[Object position labeling entries]
━━━━━━

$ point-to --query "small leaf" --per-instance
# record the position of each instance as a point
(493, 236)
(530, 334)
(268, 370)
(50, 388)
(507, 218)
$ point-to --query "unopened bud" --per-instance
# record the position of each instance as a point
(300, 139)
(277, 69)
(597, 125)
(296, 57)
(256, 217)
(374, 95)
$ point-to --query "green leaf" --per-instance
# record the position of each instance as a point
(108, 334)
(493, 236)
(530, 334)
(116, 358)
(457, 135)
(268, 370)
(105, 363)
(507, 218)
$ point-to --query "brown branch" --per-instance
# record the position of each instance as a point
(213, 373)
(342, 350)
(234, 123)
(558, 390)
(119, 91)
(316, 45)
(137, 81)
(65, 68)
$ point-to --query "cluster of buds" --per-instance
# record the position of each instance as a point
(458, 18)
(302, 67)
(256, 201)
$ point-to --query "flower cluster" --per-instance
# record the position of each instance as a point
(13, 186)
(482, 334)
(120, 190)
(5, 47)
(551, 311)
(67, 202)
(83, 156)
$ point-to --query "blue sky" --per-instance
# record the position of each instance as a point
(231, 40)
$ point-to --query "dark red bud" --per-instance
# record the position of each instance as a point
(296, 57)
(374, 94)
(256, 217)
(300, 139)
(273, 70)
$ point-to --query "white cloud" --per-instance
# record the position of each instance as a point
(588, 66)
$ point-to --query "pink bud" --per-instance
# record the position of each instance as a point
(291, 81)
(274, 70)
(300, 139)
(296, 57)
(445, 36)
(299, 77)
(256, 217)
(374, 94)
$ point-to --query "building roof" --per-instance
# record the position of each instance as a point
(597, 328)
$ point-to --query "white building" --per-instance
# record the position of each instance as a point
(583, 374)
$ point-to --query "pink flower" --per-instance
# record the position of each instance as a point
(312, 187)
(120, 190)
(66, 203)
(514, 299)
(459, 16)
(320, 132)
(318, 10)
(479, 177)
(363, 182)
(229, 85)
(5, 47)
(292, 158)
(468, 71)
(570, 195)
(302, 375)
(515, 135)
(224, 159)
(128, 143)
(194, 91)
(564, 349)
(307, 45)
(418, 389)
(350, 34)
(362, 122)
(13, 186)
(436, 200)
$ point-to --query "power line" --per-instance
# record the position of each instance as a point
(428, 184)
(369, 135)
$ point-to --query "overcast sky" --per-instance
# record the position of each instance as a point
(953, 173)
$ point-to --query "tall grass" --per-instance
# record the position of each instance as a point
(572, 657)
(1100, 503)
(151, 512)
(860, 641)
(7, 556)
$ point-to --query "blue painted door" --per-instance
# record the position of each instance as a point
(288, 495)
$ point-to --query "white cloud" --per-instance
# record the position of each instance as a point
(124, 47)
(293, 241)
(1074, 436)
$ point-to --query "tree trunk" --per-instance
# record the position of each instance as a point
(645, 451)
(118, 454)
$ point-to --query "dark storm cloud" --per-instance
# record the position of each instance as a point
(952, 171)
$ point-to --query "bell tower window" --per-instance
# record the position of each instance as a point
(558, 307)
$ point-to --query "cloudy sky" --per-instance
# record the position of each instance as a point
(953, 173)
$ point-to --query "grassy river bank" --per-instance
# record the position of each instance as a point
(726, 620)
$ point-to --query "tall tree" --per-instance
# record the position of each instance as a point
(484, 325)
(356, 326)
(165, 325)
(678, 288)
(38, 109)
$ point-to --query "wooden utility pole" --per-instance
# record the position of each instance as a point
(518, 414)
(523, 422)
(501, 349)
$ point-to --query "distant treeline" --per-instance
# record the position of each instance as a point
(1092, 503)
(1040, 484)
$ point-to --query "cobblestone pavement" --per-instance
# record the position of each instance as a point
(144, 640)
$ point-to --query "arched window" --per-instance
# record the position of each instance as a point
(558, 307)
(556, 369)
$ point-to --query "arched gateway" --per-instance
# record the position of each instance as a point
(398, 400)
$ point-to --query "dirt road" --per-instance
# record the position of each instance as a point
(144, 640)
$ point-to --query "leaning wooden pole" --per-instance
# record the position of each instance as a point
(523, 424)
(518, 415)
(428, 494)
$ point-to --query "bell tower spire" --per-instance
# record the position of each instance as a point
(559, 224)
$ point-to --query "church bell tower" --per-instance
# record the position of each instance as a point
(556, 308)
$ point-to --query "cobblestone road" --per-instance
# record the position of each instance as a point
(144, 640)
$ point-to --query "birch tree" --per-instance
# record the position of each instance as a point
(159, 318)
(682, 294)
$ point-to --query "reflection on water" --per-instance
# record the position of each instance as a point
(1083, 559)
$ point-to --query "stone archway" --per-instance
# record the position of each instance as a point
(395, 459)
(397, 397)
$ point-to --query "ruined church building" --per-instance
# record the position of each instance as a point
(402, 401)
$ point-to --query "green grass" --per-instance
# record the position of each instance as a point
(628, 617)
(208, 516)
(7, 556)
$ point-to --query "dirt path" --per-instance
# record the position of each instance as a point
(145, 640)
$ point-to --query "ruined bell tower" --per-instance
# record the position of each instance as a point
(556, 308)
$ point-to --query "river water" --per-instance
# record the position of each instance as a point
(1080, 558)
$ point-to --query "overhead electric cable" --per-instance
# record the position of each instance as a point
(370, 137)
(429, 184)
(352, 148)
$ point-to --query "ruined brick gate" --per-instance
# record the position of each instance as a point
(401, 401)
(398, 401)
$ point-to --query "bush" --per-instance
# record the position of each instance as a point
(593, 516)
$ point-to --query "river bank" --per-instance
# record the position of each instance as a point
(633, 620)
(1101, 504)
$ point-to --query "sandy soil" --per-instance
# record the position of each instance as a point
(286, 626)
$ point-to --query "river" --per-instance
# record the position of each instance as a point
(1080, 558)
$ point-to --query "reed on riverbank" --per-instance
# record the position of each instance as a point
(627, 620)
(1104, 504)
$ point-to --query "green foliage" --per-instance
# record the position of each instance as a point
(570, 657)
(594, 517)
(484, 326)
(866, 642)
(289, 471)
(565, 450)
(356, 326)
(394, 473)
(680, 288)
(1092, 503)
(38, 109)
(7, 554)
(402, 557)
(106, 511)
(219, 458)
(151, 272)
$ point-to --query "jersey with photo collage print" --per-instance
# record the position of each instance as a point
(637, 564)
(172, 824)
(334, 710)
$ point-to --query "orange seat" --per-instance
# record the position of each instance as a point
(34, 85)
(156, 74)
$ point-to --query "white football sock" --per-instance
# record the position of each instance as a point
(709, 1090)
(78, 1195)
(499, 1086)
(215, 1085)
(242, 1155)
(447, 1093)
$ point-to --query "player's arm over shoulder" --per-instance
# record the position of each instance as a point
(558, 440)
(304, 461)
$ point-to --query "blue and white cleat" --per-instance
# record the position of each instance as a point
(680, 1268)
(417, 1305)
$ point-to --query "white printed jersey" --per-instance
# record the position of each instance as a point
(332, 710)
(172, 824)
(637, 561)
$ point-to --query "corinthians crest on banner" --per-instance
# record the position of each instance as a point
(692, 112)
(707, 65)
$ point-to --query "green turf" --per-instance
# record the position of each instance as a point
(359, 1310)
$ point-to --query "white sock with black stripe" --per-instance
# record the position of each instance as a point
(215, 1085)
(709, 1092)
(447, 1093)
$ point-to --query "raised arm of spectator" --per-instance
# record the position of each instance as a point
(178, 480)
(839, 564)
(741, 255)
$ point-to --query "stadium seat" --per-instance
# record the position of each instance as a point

━━━━━━

- _Task brief_
Reproduce the full set of records precisely.

- _Answer_
$ point-to --query "small leaf" --per-instance
# record the position of each instance as a point
(493, 236)
(530, 334)
(268, 370)
(50, 388)
(507, 218)
$ point-to --query "unopened bud" --per-instance
# record the position of each instance as a point
(300, 139)
(277, 69)
(597, 125)
(296, 57)
(256, 217)
(374, 95)
$ point-to --query "green leaf" --per-instance
# record the position of each instance as a point
(108, 334)
(493, 236)
(530, 334)
(116, 358)
(457, 135)
(268, 370)
(105, 363)
(507, 218)
$ point-to --query "brown branch" --per-instance
# record the position of each instance as a point
(213, 373)
(342, 350)
(234, 123)
(558, 390)
(119, 91)
(316, 45)
(137, 81)
(65, 68)
$ point-to --query "cluster of buds" --per-instance
# record the position of each instance as a point
(458, 18)
(302, 67)
(256, 201)
$ point-to --query "flower cluster" --per-instance
# record the position of each instance as a point
(13, 186)
(482, 334)
(120, 190)
(5, 47)
(551, 311)
(67, 202)
(83, 156)
$ point-to --query "blue sky" --per-instance
# record the position of each instance as a point
(231, 40)
$ point-to --query "dark red bud" --per-instance
# record the position of each instance as a point
(296, 57)
(374, 94)
(256, 217)
(300, 139)
(273, 70)
$ point-to --query "white cloud" --per-instance
# record the position of each instance as a point
(588, 66)
$ point-to --query "pink bud" --per-instance
# record the position of each instance as a point
(291, 81)
(274, 70)
(300, 139)
(296, 57)
(445, 36)
(299, 77)
(256, 217)
(374, 94)
$ point-to --query "building roof" --per-instance
# record the position of each instance as a point
(597, 328)
$ point-to --query "white building" --per-instance
# record the position of each instance as a point
(583, 374)
$ point-to --query "pink flower" --per-instance
# record the position of each instance as a point
(312, 187)
(120, 190)
(66, 203)
(514, 299)
(459, 16)
(320, 132)
(318, 10)
(479, 177)
(363, 182)
(229, 85)
(5, 47)
(292, 158)
(468, 71)
(570, 195)
(302, 375)
(515, 135)
(224, 159)
(128, 143)
(194, 91)
(564, 349)
(307, 45)
(418, 389)
(350, 34)
(362, 122)
(13, 186)
(436, 200)
$ point-to --query "power line" --per-instance
# record the position of each instance as a point
(428, 184)
(369, 135)
$ point-to --query "overcast sky" --per-instance
# record the position of each instance as a point
(953, 173)
$ point-to --query "tall grass" --per-instance
# record the position of each instance as a point
(572, 657)
(1100, 503)
(151, 512)
(860, 641)
(7, 556)
$ point-to --query "blue painted door" --per-instance
# record the position of each instance as a point
(288, 495)
$ point-to --query "white cloud" --per-instance
# record the position of each instance as a point
(124, 47)
(293, 241)
(1074, 436)
$ point-to --query "tree trunk" --per-instance
# record the position of each instance as a point
(645, 451)
(118, 454)
$ point-to --query "dark storm cloud" --per-instance
# record the position of each instance as a point
(952, 171)
$ point-to --query "bell tower window" --per-instance
# record the position of each instance as a point
(558, 307)
$ point-to --query "cloudy sky" --per-instance
# record the position of each instance as a point
(953, 173)
$ point-to --query "grassy river bank" --per-instance
# record the position of each instance as a point
(726, 620)
$ point-to --query "tall tree" --per-instance
# record the position of each instance as a point
(484, 325)
(356, 326)
(165, 325)
(678, 288)
(38, 109)
$ point-to --query "wooden utility pole" --per-instance
# record the position of each instance as a point
(518, 414)
(523, 422)
(501, 349)
$ point-to --query "distant treeline" --per-instance
# record the position of each instance as a point
(1092, 503)
(1040, 484)
$ point-to --query "cobblestone pavement" --per-instance
# record the position of each instance as a point
(144, 640)
$ point-to --query "arched window" --per-instance
# record the position of each instance as a point
(558, 307)
(556, 369)
$ point-to --query "arched gateway" --per-instance
# record the position of each instance as a point
(398, 400)
$ point-to --query "dirt road" --per-instance
# record the position of each instance as a point
(144, 640)
$ point-to --query "leaning wooden pole" --per-instance
# record the position of each instance as a point
(523, 424)
(518, 415)
(428, 494)
$ point-to --query "bell tower spire" --per-instance
# record the position of each instance as a point
(559, 224)
$ point-to --query "church bell tower" --per-instance
# record the position of each instance as a point
(556, 308)
$ point-to --query "cobblestone road" --per-instance
# record the position of each instance as a point
(144, 640)
$ point-to --query "birch tree" --per-instance
# record the position of each instance as a point
(159, 318)
(682, 294)
$ point-to --query "reflection on water" --per-instance
# record the position of each instance as a point
(1083, 559)
$ point-to --query "stone archway" --per-instance
# record the position of each instance as a point
(395, 459)
(397, 397)
$ point-to --query "ruined church building" --per-instance
# record the position of each instance as a point
(402, 401)
$ point-to --query "green grass" --per-instance
# record the position of each instance as a point
(628, 617)
(208, 516)
(7, 556)
$ point-to --query "dirt path" --per-instance
# record the position of each instance as a point
(145, 640)
$ point-to --query "ruined bell tower" --per-instance
# record the position of each instance as a point
(556, 308)
$ point-to --query "river water" --per-instance
# record the position of each instance as a point
(1080, 558)
$ point-to --query "overhead electric cable" --per-instance
# record the position of each instance as a point
(370, 137)
(429, 184)
(352, 148)
$ point-to --query "ruined brick gate" --per-instance
# record the position of each instance as a point
(401, 401)
(398, 401)
$ point-to --query "bush" --per-instance
# record the position of each instance as a point
(593, 516)
$ point-to --query "river bank" --per-instance
# record the position of each instance as a point
(633, 620)
(1101, 504)
$ point-to --query "sandy soil" --per-instance
# record the position of each instance as a point
(286, 626)
$ point-to --query "river" --per-instance
# record the position of each instance as a point
(1080, 558)
$ point-to --query "reed on riverbank" --per-instance
# record the position of each instance as a point
(627, 620)
(1104, 504)
$ point-to --query "green foliage" --per-instance
# record the position of each instance as a point
(570, 657)
(594, 517)
(484, 326)
(866, 642)
(289, 471)
(565, 450)
(356, 326)
(394, 473)
(680, 288)
(1092, 503)
(38, 109)
(7, 554)
(402, 557)
(106, 511)
(219, 458)
(151, 272)
$ point-to --query "jersey with photo collage print" --per-instance
# record the position of each instance as a point
(637, 564)
(172, 824)
(334, 710)
$ point-to --query "orange seat" --per-instance
# record the position of each instance as a point
(34, 85)
(156, 74)
$ point-to --query "white football sock" --per-instance
# record the position of each instance as a point
(709, 1090)
(78, 1195)
(499, 1086)
(215, 1085)
(242, 1155)
(447, 1093)
$ point-to --query "player's arm over shoulder" --per-instance
# record the position of each instance as a point
(558, 440)
(304, 461)
$ point-to --query "blue and white cleat" --per-instance
# record the position of each instance as a point
(680, 1268)
(417, 1305)
$ point-to --query "white printed jersey" --per-instance
# record the position of each instance as a point
(332, 710)
(172, 824)
(637, 561)
$ point-to --query "corinthians crest on banner" --per-instance
# record the position of each instance as a point
(692, 112)
(707, 65)
$ point-to --query "green turf" --per-instance
# record the position of each instance as a point
(359, 1310)
$ point-to --query "white sock with black stripe" --per-instance
# record the position of each instance as a point
(215, 1085)
(709, 1092)
(447, 1093)
$ point-to --query "raised arm of spectator" --per-instance
# record the position of each instance as a point
(178, 480)
(839, 564)
(741, 255)
$ point-to --query "stadium seat" --per-instance
# record the position of each instance as a point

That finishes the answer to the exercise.